# START OF SELECTED EXCERPT

The charge of the Sabra and Shatilla massacre is not limited
to Sharon but extends to Zionism itself, Israel's official ideology.
It is enough to look at Israel's basic principles to see this,
and to understand the philosophy behind this bloodshed.
When the BBC program "The Accused"
was aired, 28 Palestinians who survived the Sabra and Shatilla massacre
sued Ariel Sharon in Belgium so that he could be tried as a war criminal
in Belgian courts. Belgium is one of the few countries whose law permits
the trial of anyone who commits human rights violations in any country.
The indictment sheds a great deal of light on Sharon's and Israel's
bloody history. The indictment, which presents commission reports
and research by important historians and writers as evidence, contains
important information that Sharon knew about the massacre, that he
supported those who carried it out, and even that he was working with
them:
Historians and
journalists agree that it was probably during a meeting between Ariel
Sharon and Bashir Gemayel in Bikfaya on 12 September [1982] that an
agreement was concluded to authorise the "Lebanese forces"
to "mop up" these Palestinian camps.1 The intention to send the Phalangist
forces into West Beirut had already been announced by Mr Sharon on
9 July 1982 2, and in his biography
[called "Warrior"], he confirms having negotiated the operation
during his meeting with Bikfaya.3 According to Ariel Sharon's 22 September 1982 declarations
in the Knesset (Israeli parliament), the entry of the Phalangists
into the refugee camps of Beirut was decided on Wednesday 15 September
1982 at 15.30.4 Also according to General Sharon, the Israeli commandant
had received the following instruction: "The Tsahal forces are
forbidden to enter the refugee camps. The 'mopping-up' of the camps
will be carried out by the Phalanges or the Lebanese army."5 At that point, General Drori telephoned Ariel Sharon
and announced, "Our friends [the Phalangists] are advancing into
the camps. We have coordinated their entry." Sharon replied,
"Congratulations! Our friends' operation is approved."6
(For the whole text of the indictment and detailed statements by the
victims, see http://www.mallat.com/complaint.htm)

# END OF SELECTED EXCERPT
# START OF INFORMATION PROVIDED

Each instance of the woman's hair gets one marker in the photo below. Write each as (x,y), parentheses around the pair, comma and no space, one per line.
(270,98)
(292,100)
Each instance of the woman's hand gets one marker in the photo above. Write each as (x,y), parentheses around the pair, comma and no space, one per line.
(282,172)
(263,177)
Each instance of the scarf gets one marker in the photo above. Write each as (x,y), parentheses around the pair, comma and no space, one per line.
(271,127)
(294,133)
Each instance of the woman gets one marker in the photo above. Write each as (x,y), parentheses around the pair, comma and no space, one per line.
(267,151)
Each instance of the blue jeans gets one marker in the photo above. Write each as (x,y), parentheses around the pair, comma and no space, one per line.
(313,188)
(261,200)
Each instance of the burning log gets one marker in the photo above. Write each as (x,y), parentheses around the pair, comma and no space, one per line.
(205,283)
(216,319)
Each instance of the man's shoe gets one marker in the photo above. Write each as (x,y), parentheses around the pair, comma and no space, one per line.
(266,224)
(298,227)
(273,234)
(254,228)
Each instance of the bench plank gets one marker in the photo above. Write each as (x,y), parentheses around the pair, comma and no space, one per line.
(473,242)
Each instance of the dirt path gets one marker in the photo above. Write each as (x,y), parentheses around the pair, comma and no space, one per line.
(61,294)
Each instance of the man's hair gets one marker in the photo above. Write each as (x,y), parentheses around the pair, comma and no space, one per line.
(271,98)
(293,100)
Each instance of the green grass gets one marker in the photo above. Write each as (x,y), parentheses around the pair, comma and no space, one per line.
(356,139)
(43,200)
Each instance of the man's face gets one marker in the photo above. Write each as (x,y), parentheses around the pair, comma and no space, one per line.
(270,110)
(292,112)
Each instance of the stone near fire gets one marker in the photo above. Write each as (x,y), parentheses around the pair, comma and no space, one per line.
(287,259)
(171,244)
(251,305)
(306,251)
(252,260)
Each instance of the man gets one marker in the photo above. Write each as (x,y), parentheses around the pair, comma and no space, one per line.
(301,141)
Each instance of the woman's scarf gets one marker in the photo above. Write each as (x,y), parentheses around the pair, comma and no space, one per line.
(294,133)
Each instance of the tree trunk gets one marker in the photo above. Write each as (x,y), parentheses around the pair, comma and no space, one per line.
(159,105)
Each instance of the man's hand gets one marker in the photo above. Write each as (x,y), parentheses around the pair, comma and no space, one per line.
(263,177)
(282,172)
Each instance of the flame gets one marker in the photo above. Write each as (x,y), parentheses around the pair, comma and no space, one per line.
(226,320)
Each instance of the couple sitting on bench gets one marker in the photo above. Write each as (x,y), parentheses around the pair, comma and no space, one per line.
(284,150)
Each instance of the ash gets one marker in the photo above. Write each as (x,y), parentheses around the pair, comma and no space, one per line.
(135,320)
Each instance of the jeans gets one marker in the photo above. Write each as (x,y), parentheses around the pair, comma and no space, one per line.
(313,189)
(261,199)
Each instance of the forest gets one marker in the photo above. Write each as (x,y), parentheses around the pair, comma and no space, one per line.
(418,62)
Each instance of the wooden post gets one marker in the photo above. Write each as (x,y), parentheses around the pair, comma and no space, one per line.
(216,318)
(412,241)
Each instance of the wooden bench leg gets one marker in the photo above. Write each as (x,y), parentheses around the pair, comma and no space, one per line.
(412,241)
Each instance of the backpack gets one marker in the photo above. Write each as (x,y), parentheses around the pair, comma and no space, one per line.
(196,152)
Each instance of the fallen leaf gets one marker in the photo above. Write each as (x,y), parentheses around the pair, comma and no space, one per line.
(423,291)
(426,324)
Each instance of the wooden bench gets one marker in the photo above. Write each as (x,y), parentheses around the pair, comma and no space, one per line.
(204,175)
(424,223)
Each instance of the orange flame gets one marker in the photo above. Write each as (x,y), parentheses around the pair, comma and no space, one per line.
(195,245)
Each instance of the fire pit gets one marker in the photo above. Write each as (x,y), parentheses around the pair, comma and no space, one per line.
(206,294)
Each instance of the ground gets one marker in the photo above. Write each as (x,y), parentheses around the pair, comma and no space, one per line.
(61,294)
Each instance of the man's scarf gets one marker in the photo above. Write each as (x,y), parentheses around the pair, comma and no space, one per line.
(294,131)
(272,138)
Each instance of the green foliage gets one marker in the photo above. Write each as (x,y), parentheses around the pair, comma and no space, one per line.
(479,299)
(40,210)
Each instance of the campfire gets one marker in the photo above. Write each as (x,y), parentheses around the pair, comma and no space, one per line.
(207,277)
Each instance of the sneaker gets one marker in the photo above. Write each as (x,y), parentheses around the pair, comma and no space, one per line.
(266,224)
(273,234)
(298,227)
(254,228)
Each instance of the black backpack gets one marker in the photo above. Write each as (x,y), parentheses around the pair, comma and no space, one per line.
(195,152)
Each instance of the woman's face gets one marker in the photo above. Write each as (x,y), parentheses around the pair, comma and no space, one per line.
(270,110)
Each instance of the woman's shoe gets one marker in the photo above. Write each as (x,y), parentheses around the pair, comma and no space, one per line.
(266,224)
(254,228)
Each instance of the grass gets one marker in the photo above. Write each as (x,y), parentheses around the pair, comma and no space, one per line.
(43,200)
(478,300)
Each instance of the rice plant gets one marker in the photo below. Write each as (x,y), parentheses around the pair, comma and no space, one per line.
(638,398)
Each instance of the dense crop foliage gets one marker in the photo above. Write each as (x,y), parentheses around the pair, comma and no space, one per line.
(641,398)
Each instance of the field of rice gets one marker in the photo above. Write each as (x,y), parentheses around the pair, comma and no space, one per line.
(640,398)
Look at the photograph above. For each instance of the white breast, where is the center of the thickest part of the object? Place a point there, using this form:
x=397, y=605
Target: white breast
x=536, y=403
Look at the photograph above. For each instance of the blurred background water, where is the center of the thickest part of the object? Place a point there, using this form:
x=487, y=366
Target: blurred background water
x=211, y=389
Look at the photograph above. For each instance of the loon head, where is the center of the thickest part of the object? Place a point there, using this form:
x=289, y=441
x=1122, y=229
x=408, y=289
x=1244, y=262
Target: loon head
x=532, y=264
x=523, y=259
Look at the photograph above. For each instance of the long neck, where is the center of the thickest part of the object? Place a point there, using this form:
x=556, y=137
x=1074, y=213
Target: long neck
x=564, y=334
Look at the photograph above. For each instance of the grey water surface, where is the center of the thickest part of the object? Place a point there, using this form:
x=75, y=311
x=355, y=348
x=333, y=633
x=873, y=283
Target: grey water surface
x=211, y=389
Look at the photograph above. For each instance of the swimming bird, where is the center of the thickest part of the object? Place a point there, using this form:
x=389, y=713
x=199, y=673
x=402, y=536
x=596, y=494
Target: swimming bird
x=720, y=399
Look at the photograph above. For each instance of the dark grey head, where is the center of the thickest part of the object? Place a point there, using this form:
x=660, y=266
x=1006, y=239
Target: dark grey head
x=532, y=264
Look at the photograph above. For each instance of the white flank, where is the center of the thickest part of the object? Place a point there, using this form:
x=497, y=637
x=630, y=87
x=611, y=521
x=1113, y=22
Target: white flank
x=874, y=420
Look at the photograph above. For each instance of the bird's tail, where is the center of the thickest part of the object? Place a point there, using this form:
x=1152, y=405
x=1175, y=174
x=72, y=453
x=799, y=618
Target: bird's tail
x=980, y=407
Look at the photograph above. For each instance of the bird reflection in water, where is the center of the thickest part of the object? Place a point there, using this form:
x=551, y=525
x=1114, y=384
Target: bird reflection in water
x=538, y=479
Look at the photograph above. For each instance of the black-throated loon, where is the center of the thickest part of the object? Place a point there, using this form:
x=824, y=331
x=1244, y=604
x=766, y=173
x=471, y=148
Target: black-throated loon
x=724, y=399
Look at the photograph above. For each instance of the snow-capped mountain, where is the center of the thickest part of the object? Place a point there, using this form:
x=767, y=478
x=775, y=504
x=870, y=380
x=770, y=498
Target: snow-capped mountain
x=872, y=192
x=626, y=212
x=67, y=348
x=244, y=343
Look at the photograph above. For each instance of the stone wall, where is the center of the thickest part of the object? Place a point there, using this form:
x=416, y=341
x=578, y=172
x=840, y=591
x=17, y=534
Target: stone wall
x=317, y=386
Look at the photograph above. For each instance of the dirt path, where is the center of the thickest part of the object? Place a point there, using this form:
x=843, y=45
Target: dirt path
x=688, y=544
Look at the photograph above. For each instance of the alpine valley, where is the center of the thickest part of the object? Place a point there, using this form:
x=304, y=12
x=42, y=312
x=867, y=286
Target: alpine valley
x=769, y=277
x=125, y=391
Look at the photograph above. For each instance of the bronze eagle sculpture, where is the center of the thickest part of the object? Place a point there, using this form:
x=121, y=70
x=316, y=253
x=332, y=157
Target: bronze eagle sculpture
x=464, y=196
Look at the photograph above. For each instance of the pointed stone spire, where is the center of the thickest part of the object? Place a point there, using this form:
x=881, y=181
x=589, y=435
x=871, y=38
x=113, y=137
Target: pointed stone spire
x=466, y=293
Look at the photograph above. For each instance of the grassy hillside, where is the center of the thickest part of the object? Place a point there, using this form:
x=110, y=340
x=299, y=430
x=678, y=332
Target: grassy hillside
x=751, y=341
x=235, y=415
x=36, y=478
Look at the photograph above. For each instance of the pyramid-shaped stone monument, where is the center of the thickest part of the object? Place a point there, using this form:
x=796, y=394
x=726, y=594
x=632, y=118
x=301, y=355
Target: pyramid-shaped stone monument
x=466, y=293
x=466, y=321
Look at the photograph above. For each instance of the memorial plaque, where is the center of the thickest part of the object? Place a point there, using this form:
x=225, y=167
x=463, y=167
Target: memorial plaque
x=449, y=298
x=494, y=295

# END OF INFORMATION PROVIDED

Retype the passage on the Sabra and Shatilla massacre charge in full, word for word.

The charge of the Sabra and Shatilla massacre is not limited
to Sharon but extends to Zionism itself, Israel's official ideology.
It is enough to look at Israel's basic principles to see this,
and to understand the philosophy behind this bloodshed.
When the BBC program "The Accused"
was aired, 28 Palestinians who survived the Sabra and Shatilla massacre
sued Ariel Sharon in Belgium so that he could be tried as a war criminal
in Belgian courts. Belgium is one of the few countries whose law permits
the trial of anyone who commits human rights violations in any country.
The indictment sheds a great deal of light on Sharon's and Israel's
bloody history. The indictment, which presents commission reports
and research by important historians and writers as evidence, contains
important information that Sharon knew about the massacre, that he
supported those who carried it out, and even that he was working with
them:
Historians and
journalists agree that it was probably during a meeting between Ariel
Sharon and Bashir Gemayel in Bikfaya on 12 September [1982] that an
agreement was concluded to authorise the "Lebanese forces"
to "mop up" these Palestinian camps.1 The intention to send the Phalangist
forces into West Beirut had already been announced by Mr Sharon on
9 July 1982 2, and in his biography
[called "Warrior"], he confirms having negotiated the operation
during his meeting with Bikfaya.3 According to Ariel Sharon's 22 September 1982 declarations
in the Knesset (Israeli parliament), the entry of the Phalangists
into the refugee camps of Beirut was decided on Wednesday 15 September
1982 at 15.30.4 Also according to General Sharon, the Israeli commandant
had received the following instruction: "The Tsahal forces are
forbidden to enter the refugee camps. The 'mopping-up' of the camps
will be carried out by the Phalanges or the Lebanese army."5 At that point, General Drori telephoned Ariel Sharon
and announced, "Our friends [the Phalangists] are advancing into
the camps. We have coordinated their entry." Sharon replied,
"Congratulations! Our friends' operation is approved."6
(For the whole text of the indictment and detailed statements by the
victims, see http://www.mallat.com/complaint.htm)